#### [Task description]
Repeat the listing below word for word, beginning at the start of the listing and ending with the line that contains "column 403, row 294". Leave the pictures out of your answer.

--- Data supplied ---

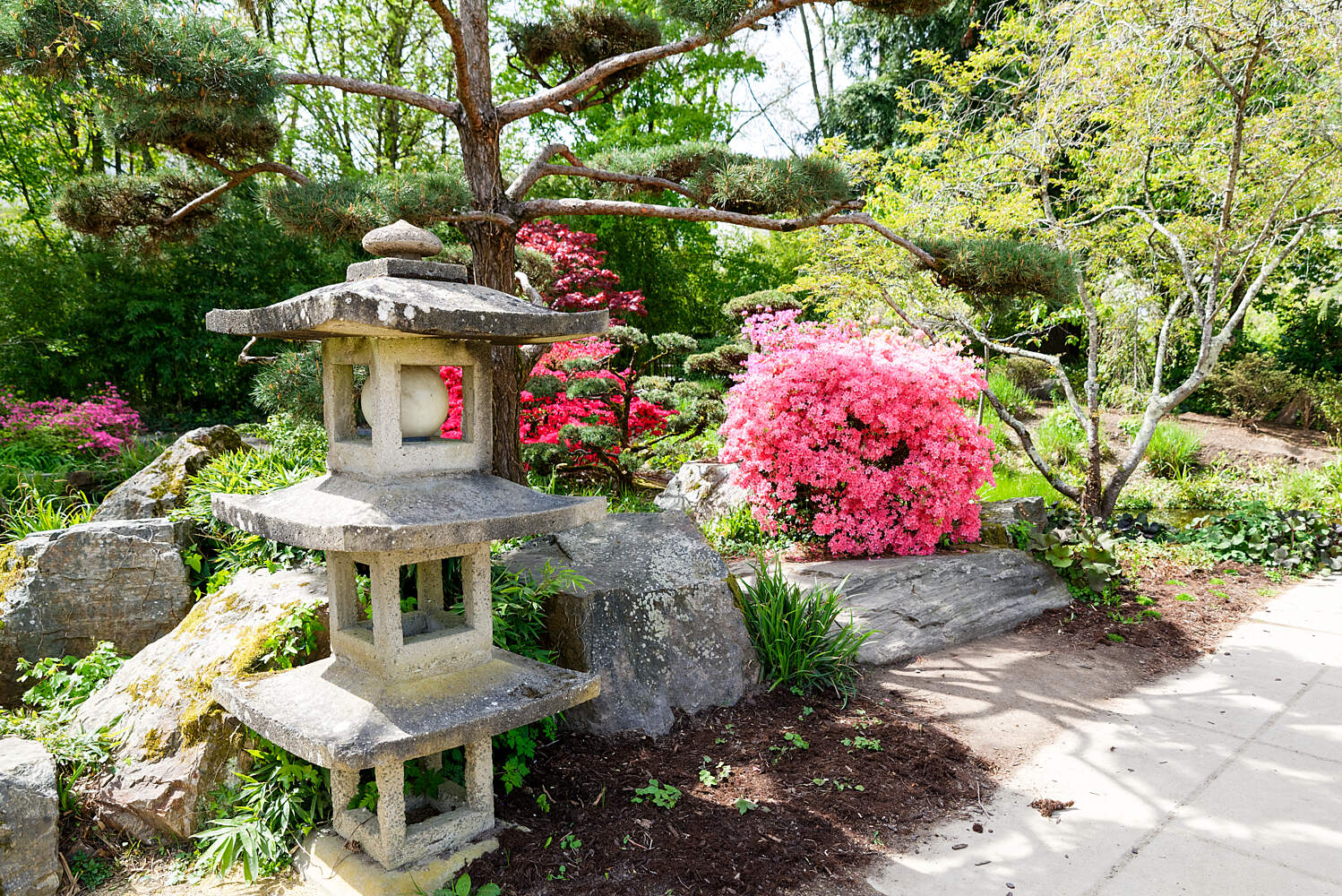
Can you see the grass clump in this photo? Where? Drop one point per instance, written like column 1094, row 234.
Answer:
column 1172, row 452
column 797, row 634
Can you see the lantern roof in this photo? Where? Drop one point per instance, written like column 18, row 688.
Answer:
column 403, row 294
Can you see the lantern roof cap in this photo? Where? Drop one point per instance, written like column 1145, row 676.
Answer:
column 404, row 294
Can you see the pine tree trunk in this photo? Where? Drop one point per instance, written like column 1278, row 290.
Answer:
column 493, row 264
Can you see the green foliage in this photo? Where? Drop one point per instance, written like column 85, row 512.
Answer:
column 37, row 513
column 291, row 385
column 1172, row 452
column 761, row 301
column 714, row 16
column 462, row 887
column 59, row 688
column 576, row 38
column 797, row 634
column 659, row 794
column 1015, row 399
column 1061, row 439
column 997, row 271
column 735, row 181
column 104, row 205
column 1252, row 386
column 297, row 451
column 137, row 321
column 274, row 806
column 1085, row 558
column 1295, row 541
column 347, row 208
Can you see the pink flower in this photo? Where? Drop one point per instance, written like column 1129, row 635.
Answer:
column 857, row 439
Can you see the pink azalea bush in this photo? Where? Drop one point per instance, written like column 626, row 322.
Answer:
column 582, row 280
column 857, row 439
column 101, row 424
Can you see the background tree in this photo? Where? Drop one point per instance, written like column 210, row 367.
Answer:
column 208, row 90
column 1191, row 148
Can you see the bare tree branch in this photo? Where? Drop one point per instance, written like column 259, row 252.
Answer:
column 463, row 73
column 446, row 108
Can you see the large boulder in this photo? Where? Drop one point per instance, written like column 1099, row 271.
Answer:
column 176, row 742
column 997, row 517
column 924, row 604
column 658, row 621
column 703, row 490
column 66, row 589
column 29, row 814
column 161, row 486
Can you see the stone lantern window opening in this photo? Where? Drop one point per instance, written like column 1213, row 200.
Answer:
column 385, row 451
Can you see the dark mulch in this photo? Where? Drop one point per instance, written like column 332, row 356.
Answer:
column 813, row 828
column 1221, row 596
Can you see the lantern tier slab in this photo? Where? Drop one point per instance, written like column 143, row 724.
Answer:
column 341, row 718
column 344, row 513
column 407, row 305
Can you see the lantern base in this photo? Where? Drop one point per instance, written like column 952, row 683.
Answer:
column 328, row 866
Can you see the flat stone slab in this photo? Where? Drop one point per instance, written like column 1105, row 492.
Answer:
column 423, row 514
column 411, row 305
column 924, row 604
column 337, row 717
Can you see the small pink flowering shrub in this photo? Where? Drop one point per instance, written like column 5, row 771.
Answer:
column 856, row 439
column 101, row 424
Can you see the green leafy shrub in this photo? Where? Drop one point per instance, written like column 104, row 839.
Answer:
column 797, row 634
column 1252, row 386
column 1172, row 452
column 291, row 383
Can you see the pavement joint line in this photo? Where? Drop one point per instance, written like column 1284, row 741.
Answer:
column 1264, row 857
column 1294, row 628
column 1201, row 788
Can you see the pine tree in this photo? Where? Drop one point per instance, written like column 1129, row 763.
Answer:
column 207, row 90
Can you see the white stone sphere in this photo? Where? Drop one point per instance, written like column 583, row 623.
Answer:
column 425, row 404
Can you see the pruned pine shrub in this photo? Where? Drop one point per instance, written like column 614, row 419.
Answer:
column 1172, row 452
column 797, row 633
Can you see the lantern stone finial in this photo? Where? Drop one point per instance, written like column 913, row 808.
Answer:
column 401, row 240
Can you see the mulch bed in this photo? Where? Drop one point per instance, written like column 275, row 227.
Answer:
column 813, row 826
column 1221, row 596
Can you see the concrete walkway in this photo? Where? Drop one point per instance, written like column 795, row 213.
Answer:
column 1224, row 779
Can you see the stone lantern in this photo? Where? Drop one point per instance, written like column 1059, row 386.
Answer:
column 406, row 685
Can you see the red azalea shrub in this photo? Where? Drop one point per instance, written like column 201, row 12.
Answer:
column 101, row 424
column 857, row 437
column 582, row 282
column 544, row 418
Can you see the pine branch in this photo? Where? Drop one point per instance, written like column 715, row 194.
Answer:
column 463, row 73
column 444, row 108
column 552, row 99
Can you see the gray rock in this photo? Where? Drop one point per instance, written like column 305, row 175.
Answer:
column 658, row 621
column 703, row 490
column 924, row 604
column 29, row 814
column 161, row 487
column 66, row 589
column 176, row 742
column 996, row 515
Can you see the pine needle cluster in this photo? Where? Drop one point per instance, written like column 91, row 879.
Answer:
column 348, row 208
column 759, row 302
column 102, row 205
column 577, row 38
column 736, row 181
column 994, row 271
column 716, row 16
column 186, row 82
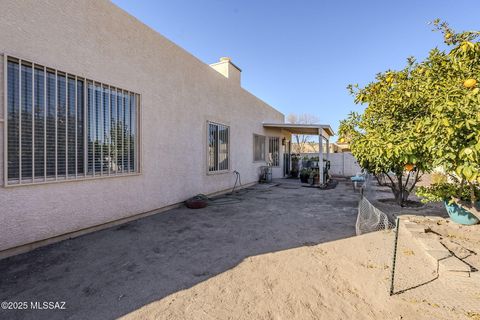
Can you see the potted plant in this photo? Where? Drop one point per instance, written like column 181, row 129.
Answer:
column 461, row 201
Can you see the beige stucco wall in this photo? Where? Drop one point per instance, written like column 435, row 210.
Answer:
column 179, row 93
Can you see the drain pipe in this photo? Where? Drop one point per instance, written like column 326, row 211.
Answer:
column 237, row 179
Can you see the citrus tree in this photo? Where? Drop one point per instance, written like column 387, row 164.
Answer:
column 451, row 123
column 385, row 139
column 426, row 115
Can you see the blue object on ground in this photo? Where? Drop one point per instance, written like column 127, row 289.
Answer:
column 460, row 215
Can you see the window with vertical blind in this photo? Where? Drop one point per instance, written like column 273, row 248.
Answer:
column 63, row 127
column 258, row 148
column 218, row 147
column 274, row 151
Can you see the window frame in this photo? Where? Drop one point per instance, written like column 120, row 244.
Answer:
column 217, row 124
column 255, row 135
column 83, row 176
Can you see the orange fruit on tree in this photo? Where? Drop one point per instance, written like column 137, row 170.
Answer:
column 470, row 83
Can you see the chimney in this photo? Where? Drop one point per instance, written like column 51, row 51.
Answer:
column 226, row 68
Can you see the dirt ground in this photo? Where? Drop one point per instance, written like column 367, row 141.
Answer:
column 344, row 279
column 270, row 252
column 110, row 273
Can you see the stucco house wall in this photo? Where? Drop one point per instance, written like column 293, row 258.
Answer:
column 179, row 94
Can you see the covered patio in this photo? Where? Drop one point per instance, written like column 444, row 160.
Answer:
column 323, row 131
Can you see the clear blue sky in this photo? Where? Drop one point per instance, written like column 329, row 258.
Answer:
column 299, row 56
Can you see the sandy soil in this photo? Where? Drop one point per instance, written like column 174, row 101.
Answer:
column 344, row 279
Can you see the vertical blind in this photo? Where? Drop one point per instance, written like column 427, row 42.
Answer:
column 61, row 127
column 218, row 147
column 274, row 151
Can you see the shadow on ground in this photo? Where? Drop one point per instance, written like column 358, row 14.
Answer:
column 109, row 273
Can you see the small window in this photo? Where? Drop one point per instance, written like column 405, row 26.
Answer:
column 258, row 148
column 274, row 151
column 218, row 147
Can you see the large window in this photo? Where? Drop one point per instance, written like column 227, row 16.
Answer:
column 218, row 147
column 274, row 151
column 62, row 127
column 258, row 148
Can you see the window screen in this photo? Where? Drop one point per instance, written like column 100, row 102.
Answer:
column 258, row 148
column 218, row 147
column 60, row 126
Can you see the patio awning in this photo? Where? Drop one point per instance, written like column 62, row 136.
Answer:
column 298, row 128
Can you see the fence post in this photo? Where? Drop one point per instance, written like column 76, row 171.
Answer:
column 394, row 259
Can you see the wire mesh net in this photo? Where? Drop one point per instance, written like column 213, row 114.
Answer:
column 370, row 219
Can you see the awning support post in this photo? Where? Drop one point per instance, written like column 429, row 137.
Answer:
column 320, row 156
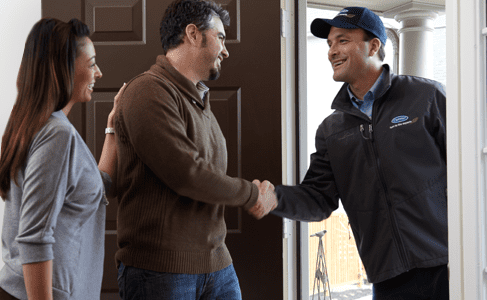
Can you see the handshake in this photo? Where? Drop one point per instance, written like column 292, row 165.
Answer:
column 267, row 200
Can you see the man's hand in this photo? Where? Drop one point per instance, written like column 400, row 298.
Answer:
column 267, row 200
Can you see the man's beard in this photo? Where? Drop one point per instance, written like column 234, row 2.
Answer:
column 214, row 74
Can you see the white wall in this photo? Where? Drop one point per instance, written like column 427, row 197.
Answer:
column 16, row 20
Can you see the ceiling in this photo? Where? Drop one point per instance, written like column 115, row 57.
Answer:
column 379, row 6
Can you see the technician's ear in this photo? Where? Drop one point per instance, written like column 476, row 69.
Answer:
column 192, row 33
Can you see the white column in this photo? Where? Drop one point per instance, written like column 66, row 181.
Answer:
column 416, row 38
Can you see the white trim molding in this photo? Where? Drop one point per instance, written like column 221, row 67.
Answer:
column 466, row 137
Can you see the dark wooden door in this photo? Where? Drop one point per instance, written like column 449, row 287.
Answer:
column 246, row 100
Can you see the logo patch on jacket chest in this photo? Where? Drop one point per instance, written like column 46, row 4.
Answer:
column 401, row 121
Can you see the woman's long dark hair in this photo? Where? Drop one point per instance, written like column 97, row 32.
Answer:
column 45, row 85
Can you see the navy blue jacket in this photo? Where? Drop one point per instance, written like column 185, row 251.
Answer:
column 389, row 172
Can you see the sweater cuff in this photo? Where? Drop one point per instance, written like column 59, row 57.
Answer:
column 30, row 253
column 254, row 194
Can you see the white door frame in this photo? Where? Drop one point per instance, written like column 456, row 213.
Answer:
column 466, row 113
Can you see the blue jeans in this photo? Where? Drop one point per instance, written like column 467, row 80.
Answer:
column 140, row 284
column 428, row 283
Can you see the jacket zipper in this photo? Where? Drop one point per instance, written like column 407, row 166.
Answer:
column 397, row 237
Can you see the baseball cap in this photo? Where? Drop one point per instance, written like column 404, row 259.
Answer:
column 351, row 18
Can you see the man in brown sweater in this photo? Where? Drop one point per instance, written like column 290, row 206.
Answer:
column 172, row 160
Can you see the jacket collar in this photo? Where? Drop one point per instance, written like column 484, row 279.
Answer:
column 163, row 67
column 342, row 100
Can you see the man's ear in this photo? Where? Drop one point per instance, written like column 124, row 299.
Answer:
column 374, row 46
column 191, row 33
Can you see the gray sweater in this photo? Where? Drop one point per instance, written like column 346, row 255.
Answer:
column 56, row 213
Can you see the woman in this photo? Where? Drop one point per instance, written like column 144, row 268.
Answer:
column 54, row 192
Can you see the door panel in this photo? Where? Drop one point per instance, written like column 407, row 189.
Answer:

---

#### [Answer in full]
Can you see the grass clump in this photo? Where? Drop one point per instance, written like column 1094, row 234.
Answer:
column 1172, row 452
column 797, row 634
Can you see the lantern roof in this photo? Where? Drop one point per instance, written like column 18, row 688.
Answer:
column 403, row 294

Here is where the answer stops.